PROMPT » Continue the article on the gang prosecution in the Dylan Katz assault case, beginning after its final sentence.

++++ SELECTED EXTRACT

This discrepancy suggests the ambiguities involved in stopping gangs. Crime is crime, and committing a crime as a member of a gang is two crimes. But if a person is in a certified gang and doesn’t commit a crime, is he a criminal? No.

“They can be in a street gang as long as they don’t violate any laws,” says Dunn. “That’s not a violation. But then it wouldn’t be a street gang. There are people who are believed to be members of street gangs, but as long as the so-called street gang doesn’t engage in any criminal behavior, then you can’t prosecute them for being in a street gang.”

Dunn, an 18-year veteran of the District Attorney’s Office, has prosecuted four cases this year in which he sought enhanced sentencing for gang status. One involved three youthful members of Varrio South Park in Santa Rosa, all charged with assault. They pled guilty and got probation, so the sentencing enhancements had no effect. A second assault case went to a jury and resulted in an acquittal. In the third, Dunn charged a gang member with intimidating a witness. At the preliminary hearing, the judge ruled there was insufficient evidence. The defendant was released.

The fourth case involves Dylan Katz and his assailants.

In this “pretty damn complicated” legal environment, the fate of Katz’s alleged assailants will be determined. Those are the words of Madrid’s appointed defense attorney, Joe Stogner, who says there is a danger that in the pubic fervor over this case his client will be convicted of a crime he did not commit. Stogner says specific intent to kill will be difficult to prove and claims the gang element of the trial will not withstand jury scrutiny.

Prosecutor Dunn agrees gang crime is hard to prove. “Most crimes committed by gang members are done under circumstances where we are not able to prove that there is any other gang member actually involved in the crime,” he says. “And, similarly, we [often] are not able to prove that the motivation for the crime was to further a gang’s activity.

“You can pass all kinds of laws, but if you can’t prove that the crime comes within the law, then the law is not going to be any help.”

Still, Dunn says, he will press for sentence enhancements based on the reported conversation between the alleged assailants and the victim in which Katz supposedly was asked about his “colors,” the evidence of a red Stanford University sweatshirt stolen as a trophy, and gang symbols drawn on a deodorant can and stereo speakers found in the defendants’ homes.

“This is not a gang case,” says Stogner. “It’s a case about young people without stable families and with a lot of pent-up anger who release it on impulse with no intent. My client: his mother was brutally murdered in 1987 when he was between 8 and 10 years old. And his father not too long thereafter went to prison, after my client found out that his mother’s body had been thrown near a creek. My client had been basically in unrelenting emotional pain for many years with no family structure, with no guidance, with no one to help him out.

“It’s very difficult to explain the background of someone accused of a crime because people assume you’re trying to justify that behavior, but it’s a huge factor.”

++++++++
++++ DATA SHOWN

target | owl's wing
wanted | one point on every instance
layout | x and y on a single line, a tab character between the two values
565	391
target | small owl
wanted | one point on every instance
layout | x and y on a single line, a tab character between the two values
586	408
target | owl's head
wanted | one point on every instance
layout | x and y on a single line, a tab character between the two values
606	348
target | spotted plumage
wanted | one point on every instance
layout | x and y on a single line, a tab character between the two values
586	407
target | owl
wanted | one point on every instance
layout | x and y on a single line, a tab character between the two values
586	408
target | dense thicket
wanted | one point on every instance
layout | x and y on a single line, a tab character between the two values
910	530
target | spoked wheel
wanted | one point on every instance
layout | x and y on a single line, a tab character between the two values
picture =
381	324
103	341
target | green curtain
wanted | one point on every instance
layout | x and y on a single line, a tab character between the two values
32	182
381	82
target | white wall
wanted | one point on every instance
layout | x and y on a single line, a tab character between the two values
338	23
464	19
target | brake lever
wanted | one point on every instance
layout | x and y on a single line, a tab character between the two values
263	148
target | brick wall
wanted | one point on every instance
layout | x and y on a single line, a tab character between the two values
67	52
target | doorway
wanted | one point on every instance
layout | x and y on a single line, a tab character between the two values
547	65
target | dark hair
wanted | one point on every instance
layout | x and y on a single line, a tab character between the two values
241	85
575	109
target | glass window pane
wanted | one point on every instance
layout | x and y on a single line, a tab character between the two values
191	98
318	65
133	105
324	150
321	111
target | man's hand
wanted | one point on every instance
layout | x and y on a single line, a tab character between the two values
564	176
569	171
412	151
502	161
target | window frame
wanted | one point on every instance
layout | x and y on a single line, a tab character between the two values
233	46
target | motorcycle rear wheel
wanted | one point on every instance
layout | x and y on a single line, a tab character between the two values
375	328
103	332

++++++++
++++ DATA SHOWN

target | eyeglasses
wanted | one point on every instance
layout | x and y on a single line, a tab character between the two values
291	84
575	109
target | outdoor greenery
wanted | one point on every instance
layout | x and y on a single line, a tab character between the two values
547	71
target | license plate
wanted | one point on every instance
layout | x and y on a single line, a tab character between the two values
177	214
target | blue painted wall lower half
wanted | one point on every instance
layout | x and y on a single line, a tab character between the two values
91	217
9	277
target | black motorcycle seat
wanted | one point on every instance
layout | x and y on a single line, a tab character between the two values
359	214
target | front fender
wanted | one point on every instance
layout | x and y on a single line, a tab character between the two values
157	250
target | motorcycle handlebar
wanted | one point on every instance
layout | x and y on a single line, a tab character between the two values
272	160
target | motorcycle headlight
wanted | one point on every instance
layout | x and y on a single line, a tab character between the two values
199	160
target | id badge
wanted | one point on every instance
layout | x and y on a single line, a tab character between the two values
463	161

++++++++
++++ DATA SHOWN

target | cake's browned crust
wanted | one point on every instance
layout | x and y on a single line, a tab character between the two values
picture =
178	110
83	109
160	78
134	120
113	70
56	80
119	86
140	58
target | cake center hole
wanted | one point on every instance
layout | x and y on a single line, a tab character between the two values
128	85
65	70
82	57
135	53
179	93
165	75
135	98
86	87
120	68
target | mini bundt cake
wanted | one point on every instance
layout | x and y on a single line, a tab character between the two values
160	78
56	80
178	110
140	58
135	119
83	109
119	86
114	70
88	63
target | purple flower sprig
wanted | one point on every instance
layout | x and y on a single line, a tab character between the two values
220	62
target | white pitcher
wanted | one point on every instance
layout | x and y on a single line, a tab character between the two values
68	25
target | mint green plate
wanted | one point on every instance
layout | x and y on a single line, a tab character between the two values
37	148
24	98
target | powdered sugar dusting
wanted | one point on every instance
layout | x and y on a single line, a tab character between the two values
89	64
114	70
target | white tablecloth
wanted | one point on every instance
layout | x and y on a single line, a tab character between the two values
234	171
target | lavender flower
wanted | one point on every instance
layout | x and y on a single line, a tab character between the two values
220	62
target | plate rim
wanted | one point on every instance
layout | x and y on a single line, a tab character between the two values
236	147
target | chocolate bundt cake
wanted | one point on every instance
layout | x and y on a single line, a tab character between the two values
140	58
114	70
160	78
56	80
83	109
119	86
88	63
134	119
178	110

++++++++

ANSWER SPACE »
The designation of Varrio Westside Windsor exists only to identify those residents that lived on the west side prior to the recent development boom, Stogner says. The alleged gang is a loosely affiliated group that doesn’t qualify as a criminal street gang, he insists.

It’s true that the Varrio Westside Windsor is not a certified street gang. But according to local westside kids, their associates are plentiful and specialize mostly in graffiti and physical intimidation. At Healdsburg High School, where the accused teens attended classes, Principal Bob Harbaugh says he has 50-gallon trash bags filled with confiscated red and blue, extra-long, webbed belts with brass belt buckles, scarves, and other gang-related paraphernalia. He estimates that about 5 percent of the student body is involved in a relatively immature gang culture–enough to disrupt the learning process with fights and posturing.

Throughout contested gang areas in the county, graffiti found on walls, large trucks, and fences testify to an emotional war of words, symbols, and turf marking. Typically, gang initials and numerals are crossed out or mocked by follow-up graffiti rivals who paint their own scheme. Gang-prevention work stresses that such graffiti be quickly painted over, but many remain a long time.

At the Sonoma County Jail, classification Sgt. Ray Fleming, responsible for housing inmates, says 10 percent of the nearly 1,000 inmates are certified gang members. When Fleming counts “associates and affiliates,” that jumps to four or five out of 10. He separates Norteños and Sureños to prevent violence, and this segregation puts a strain on the number of beds available for the general population.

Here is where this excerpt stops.